- GIVEN EXERCISE
Report each line of the data below that contains the word "riding".

------------------------------

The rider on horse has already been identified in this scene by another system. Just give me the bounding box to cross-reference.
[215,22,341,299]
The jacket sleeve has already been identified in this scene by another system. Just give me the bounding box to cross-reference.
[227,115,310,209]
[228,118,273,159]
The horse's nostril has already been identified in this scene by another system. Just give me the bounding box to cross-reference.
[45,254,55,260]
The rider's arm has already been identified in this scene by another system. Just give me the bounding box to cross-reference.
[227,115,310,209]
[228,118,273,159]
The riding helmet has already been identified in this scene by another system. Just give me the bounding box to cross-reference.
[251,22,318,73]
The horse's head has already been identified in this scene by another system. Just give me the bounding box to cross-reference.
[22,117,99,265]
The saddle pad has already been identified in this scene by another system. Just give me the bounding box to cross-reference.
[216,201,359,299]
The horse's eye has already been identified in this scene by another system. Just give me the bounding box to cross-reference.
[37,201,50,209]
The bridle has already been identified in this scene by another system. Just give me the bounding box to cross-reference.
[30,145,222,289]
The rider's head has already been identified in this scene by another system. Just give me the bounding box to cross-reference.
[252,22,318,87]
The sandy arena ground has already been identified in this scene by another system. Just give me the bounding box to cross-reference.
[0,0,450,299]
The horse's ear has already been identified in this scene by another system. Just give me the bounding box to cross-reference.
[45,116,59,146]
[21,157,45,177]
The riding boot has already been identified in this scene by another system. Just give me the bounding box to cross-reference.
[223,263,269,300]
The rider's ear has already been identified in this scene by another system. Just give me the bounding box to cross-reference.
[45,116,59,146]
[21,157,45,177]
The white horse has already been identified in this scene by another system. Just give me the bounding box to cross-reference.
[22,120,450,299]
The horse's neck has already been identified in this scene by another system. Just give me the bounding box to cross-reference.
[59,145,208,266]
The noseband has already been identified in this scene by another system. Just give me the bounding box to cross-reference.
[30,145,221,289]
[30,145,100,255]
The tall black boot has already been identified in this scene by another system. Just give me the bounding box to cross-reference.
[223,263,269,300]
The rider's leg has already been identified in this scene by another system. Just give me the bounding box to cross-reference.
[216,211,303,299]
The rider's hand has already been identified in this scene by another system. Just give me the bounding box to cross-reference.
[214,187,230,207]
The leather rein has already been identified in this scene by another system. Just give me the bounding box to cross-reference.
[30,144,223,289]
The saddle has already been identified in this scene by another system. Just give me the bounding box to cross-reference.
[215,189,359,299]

------------------------------

- EXERCISE ANSWER
The riding helmet has already been identified in this scene by another system. Just give me the bounding box to cross-reference.
The riding boot has already been identified in this scene by another system. Just give me the bounding box to cross-reference.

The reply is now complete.